Exercise goal: Rewrite the data below, putting "building roof" wherever "rooftop of building" appears and changing nothing else. Omit the pictures from your version.

Given records:

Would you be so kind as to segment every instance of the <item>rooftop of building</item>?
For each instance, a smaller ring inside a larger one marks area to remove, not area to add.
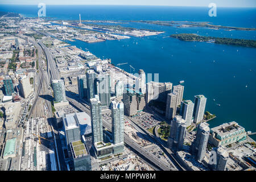
[[[88,155],[85,146],[81,140],[72,142],[72,147],[76,158]]]
[[[182,102],[184,102],[186,104],[189,104],[192,103],[192,102],[191,100],[183,101]]]
[[[3,157],[14,155],[15,153],[16,138],[12,138],[7,140],[5,143],[5,150]]]
[[[79,127],[79,123],[74,118],[74,113],[67,114],[64,117],[63,120],[66,129],[72,129]]]
[[[210,130],[217,133],[218,135],[222,136],[242,129],[244,129],[244,128],[240,126],[236,122],[232,121],[228,123],[223,123],[220,126],[213,127]]]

Result for this task:
Would you be so kind as to segment every instance of the <item>building roof</item>?
For each instance, a smaller ring inside a larger one marks area to remove, not area to add.
[[[88,155],[85,146],[81,140],[72,142],[72,147],[76,158]]]
[[[182,102],[184,102],[186,104],[189,104],[192,103],[192,102],[191,100],[183,101]]]
[[[3,157],[14,155],[15,153],[16,138],[12,138],[7,140],[5,143],[5,150]]]
[[[79,127],[79,123],[74,118],[74,113],[67,114],[64,117],[63,120],[66,129],[72,129]]]
[[[210,130],[217,133],[218,135],[222,136],[242,129],[244,129],[244,128],[240,126],[236,122],[232,121],[228,123],[223,123],[220,126],[213,127]]]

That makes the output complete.